◆ **Yönerge A**
Osmanlı dönemi İstanbul yazısına göre Macaristan, devlet adında kendine ne demektedir?
◆ **Yönerge B**
Lütfen Osmanlı dönemi İstanbul yazısını son cümlesinden sonra sürdürün.

◆ **Sayfa metni**
Osmanlı İmparatorluğu Döneminde İstanbul

                       Günümüzde siyasi olarak bazı kimseler Osmanlı torunu olmayı kabullenemiyorlar. Osmanlılar, Selçukluların devamıdır. Selçuklular, Gaznelilerin, Karahanlıların devamıdır. Onlar Uygurların, Uygurlar, Göktürklerin, Göktürkler Avarların, Avarlar, Hunların torunlarıdır. Hani Hunlar dediğimizde Avrupa’da Macaristan bile günümüzde devlet adlarına Hungary yani Hun ülkesi demektedir.

                   Türkler, tarihin her döneminde devlet kurmuşlardır. Türklerin kurdukları devletler, genelde kendi iç çarpışmalar sonunda zayıflaması ya da büyük savaşlarda kaybedip kendi içlerinde taht kavgaları sonucu yıkılmışlardır.

                       Türkler, bilinen dünyanın ve bilinen zamanında her yerde devlet kurmuşlardır. Türkler, bir bakıyorsunuz Atilla ile Fransa’nın Galya bölgesinde Roma İmparatorluğu ile İtalya’nın içlerinde Roma İmparatorluğu ile savaşmışlardır.  Mısır’da Tolunoğulları, Akşitler, Eyyübiler ve Memlukler devletlerini kurdukları gibi Cezayir’de de kurdukları devleti Osmanlılara vermişlerdir. 

                     Türkler Avrupa’da çok sayıda devlet kurmuşlardır. İskitler, Hunlar, Fin-Ogur kavimleri, Bulgarlar, Peçenekler, Kumanlar, Kıpçaklar Avrupa da uzun süre hakim olmuşlardır. Bulgarları Peçenekler, Peçenekleri Kuman- Kıpçaklar, Kıpçakları Hazarlar, Hazarlardan sonra aynı topraklarda Altınordu İmparatorluğunu Timurlar yıktığı gibi Gaznelileri ve Karahanlıları Büyük Selçuklular, Selçukluları Osmanlılar yıkmıştır. Osmanlılar aynı zamanda Mumlukları, Akkoyunluları, beylikleri de yıkmışlardır. Osmanlılar 1. Dünya Savaşında yenilmişlerdir. Ancak kim tarafından yıkılmıştır. İngilizler mi, Fransızlar mı, İtalyanlar mı ya da Ruslar mı yıkmışlardır.

◆ **Veri kümesinden alıntılar**
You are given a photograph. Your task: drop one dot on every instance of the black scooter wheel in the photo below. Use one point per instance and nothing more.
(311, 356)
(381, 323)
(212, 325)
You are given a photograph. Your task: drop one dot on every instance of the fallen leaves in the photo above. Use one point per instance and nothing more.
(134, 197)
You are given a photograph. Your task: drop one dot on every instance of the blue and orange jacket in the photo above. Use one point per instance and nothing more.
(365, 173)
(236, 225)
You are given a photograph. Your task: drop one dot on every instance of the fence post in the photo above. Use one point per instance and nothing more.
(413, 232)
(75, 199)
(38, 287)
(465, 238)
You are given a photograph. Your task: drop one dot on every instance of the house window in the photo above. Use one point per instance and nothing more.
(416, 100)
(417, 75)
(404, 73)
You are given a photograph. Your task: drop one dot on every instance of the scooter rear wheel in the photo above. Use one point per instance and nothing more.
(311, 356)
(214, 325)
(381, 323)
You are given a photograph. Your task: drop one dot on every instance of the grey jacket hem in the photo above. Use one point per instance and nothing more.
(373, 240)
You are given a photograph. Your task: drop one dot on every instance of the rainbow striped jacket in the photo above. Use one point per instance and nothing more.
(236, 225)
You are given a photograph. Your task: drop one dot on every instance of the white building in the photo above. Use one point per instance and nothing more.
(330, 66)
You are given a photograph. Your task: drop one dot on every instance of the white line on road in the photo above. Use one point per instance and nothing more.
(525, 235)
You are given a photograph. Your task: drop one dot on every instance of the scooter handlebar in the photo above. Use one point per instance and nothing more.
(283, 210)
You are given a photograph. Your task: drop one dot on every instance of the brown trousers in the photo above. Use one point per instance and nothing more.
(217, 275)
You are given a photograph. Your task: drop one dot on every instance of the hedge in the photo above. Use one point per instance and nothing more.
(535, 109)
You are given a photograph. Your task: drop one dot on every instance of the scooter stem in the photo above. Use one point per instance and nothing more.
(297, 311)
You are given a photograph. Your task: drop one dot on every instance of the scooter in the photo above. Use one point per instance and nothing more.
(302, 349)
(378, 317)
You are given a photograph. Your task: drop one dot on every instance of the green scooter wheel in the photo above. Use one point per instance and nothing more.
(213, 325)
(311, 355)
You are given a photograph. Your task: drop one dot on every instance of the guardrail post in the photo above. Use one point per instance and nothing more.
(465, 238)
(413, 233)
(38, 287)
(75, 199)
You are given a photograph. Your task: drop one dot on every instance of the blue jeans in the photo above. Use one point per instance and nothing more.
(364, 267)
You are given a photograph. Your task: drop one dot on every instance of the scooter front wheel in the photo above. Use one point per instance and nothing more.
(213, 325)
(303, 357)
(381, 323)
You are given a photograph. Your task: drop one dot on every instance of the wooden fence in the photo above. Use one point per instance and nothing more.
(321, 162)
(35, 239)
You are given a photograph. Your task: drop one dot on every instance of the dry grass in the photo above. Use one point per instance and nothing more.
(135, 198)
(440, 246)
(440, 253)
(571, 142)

◆ **Son yanıt A**
Hungary, yani Hun ülkesi.

◆ **Son yanıt B**
                      624 yıllık Osmanlı İmparatorluğu, tarihin en uzun süreli aralıksız devam eden ikinci imparatorluktur. (Birincisi 1054 yıllık tarihi boyunca devam eden ve Yunanlıların Bizans İmparatorluğu dediği Doğu Roma İmparatorluğudur) Osmanlı İmparatorluğunu Türkiye Cumhuriyeti yıktı denilirse ağır olur ancak Osmanlı İmparatorluğundan kalan topraklar üzerinde Türkiye Cumhuriyeti adıyla yeni bir devlet kurulmuştur. 28 Eylül 1923 tarihine kadar Osmanlı vatandaşları olan insanlar 29 Ekim 1923 tarihinden itibaren Türkiye Cumhuriyeti vatandaşı olmuştur. Yani 28 Ekim 1923 tarihinde Osmanlı vatandaşları kimse günümüzde onların torunları Türkiye Cumhuriyeti vatandaşları olmuştur. Osmanlı torunu olmak, Osmanlı soyundan gelen padişah torunları olmak demek değildir. Osmanlı torunu olmak, 1. Dünya Savaşında ve Kurtuluş Savaşında savaşan, şehit olanların, gazi olanların torunları olmak demektir. Ulu Önder Atatürk’ün önderliğinde yeni devlet kurulmasına vesile olan bu insanların torunu olmak gurur vericidir. Ben Osmanlı torunuyum ve bununla gurur duyuyorum. Bu ön bilgilerden sonra, Dünya tarihinin en önemli olaylarından ve en önemli fetihlerinden biri olan İstanbul’un Osmanlılar dönemindeki durumuna çok kısa olarak şu şekilde bakabiliriz.

                  Osmanlılar bu dönemde İstanbul’u Türkleştirmeye çalışırken işe eğitimden başlamışlardır. Özellikle medreseler, sıbyan mektebleri, askeri okullar, acemi oğlanlar mektebi, Enderun mektebi, sürat topçuları mektebi, mehterhane okulları, humbarahaneler, mektebi bahriye, mühendishanei berri hümayun, mektebi amire vs. vs. gibi okullar[1] İstanbul’da Türk yerleşmesinin eğitim ayağını oluşturmuştur.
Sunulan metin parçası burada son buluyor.